=== Teks Sumber ===
—————

Hal inilah yang kemudian membangkitakan ulama-ulama NU yang masih murni akidahnya termasuk KH Lutfi Bashori agar bisa ‘mengobati’ NU dan memberasihkan dari faham-faham merusak Aswaja.
Istilah ‘NU Garis Lurus’ sendiri menurut Kiai Lutfi Bashori adalah untuk membedakan dengan NU yang terkena faham muhaddamah [rusak) dan yang masih murni.
Pengasuh Ribath al-Murtadha ini pernah menyatakan, “Sedangkan kata Garis Lurus adalah untuk membedakan dari warga NU –bahkan sebagian tokoh NU– yang sudah keluar dari ajaran akidah KH. Hasyim Asy’ari sebagai pendiri NU.” [Lutfi Bashori Alwi, “Panduan Aswaja Garis Lurus”, hal. 1-3).
Padahal KH. Hasyim Asy’ari menegaskan NU adalah organisasi yang berhalauan akidah Aswaja, dan menjadikan salah satu madzhab empat yang ada di aswaja [Madzhab Syafii) sebagai madzhabnya [Hasyim Asy’ari, Ziyadah ta’liqat, hal. 24). Sedangkan Aswaja menurut Syeikh Hasyim dengan mengutip pendapat Syeikh Syihab al-Khafaji adalah firqatu al-Najiyyah yang disebutkan dalam hadits. [ Dalam Risalah Ahlusuunnah wal-jamaah, hal. 23)
Keberadaan “NU Garis Lurus” bukanlah untuk menandingi faham-faham yang dianggap sesat yang menjadi benalu di tubuh NU. Justru keberadaan “NU Garis Lurus” sebagaimana penulis sebutkan tadi, ialah, untuk meneruskan misi KH Hasyim Asy’ari membersihakan faham-faham yang diyakini kesesatan-nya.

—————

=== Yang Harus Dikerjakan ===
Menurut teks sumber, madzhab apa yang dijadikan NU sebagai madzhabnya?

—————

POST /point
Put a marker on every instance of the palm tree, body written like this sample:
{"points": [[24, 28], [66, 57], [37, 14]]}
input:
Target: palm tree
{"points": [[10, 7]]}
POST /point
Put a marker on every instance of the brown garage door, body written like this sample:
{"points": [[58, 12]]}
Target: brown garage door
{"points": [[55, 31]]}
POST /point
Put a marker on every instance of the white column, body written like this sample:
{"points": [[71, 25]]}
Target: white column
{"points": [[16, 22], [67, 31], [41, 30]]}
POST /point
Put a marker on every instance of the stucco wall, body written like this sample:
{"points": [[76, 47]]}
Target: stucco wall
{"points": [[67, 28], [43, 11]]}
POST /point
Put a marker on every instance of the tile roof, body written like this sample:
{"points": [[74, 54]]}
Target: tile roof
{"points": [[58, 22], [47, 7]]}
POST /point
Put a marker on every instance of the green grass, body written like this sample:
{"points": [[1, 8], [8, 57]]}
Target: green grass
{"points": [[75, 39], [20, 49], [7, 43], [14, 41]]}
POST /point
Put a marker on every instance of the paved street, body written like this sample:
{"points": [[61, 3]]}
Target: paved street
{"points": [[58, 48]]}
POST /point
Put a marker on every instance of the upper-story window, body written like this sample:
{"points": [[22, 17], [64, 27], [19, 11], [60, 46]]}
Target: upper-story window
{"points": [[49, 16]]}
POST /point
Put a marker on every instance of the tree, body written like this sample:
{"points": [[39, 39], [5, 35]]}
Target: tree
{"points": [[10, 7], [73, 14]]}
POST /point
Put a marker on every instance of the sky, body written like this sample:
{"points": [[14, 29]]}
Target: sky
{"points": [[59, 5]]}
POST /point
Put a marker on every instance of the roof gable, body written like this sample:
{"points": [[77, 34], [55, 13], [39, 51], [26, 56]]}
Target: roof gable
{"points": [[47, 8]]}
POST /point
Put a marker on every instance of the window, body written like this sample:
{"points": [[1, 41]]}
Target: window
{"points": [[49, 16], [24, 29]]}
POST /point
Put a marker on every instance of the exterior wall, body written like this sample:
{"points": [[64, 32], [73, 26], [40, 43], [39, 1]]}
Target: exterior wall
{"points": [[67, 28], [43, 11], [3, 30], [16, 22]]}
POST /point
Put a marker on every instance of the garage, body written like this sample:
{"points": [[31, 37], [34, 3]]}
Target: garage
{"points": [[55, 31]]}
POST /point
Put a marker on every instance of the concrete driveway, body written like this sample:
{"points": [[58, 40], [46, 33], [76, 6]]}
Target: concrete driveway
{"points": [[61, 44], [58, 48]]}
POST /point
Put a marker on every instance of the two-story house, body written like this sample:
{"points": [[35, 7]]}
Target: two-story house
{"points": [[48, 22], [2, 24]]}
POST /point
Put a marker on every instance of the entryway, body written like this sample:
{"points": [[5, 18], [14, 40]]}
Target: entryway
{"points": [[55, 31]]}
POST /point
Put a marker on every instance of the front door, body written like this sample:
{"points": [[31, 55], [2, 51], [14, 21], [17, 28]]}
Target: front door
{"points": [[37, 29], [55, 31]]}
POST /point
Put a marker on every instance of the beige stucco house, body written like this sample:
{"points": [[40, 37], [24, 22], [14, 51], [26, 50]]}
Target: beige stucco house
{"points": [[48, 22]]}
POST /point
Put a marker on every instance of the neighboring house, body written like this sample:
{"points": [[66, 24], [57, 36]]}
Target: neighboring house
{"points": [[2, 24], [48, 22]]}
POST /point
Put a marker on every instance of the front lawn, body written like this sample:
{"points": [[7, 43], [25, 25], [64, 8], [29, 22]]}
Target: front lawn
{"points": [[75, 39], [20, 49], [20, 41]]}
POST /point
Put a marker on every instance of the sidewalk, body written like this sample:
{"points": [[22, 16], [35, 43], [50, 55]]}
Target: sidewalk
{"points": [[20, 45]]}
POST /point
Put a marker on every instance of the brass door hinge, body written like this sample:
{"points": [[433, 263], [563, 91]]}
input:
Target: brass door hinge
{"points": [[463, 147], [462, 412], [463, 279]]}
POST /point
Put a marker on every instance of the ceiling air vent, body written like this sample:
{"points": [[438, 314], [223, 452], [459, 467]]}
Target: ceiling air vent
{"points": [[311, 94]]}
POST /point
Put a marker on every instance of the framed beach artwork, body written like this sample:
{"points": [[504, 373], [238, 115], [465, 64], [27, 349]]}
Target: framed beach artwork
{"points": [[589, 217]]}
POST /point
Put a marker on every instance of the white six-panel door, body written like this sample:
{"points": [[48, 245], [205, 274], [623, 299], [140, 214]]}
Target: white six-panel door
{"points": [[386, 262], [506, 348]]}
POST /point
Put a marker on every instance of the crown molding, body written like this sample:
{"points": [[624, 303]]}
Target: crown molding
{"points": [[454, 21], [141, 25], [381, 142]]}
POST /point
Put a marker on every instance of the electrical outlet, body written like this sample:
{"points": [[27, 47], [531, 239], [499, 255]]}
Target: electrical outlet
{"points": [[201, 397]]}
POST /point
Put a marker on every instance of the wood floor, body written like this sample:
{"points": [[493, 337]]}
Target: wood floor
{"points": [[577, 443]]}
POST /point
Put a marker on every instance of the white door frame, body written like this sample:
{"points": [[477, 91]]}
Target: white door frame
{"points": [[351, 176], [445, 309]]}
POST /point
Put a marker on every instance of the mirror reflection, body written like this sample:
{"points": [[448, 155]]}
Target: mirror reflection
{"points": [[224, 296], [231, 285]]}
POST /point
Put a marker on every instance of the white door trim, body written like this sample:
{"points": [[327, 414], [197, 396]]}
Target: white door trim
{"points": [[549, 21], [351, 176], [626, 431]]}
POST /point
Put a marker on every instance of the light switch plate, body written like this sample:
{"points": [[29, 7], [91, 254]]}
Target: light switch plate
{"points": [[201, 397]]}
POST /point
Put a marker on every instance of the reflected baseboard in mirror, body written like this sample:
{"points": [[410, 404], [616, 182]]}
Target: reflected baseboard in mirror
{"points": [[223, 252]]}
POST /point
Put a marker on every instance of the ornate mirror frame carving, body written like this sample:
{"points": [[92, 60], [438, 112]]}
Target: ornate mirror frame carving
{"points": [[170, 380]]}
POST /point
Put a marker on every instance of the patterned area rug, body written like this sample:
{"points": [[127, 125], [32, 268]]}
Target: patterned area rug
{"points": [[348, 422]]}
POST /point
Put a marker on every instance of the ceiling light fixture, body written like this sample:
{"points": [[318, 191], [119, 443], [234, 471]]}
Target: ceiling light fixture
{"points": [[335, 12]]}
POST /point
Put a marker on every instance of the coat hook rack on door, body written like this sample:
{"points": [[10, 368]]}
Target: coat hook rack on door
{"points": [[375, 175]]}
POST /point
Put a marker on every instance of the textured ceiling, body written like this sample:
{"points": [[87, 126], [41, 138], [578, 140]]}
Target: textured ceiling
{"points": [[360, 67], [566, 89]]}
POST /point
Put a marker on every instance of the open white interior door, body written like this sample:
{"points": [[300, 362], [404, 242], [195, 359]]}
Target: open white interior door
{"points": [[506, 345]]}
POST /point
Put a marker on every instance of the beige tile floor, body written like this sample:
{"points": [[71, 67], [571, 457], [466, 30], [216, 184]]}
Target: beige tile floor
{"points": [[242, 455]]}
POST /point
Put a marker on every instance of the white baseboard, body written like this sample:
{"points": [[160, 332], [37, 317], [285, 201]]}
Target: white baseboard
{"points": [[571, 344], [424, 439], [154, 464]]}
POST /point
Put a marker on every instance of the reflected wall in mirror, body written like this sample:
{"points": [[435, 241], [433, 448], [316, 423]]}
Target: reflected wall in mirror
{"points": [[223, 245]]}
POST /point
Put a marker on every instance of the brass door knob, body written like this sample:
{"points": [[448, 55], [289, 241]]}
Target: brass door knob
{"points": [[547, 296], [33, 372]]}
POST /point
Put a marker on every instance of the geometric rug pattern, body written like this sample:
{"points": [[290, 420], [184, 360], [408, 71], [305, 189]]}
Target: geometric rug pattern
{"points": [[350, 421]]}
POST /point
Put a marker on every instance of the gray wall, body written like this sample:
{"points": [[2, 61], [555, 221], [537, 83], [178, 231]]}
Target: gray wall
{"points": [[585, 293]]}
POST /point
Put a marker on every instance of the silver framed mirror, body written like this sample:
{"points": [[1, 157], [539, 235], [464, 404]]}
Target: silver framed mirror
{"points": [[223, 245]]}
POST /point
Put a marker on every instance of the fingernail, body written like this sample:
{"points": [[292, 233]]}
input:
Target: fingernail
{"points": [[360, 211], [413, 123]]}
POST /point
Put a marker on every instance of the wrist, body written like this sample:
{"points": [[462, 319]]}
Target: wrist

—————

=== Hasil Tugas ===
Madzhab Syafii.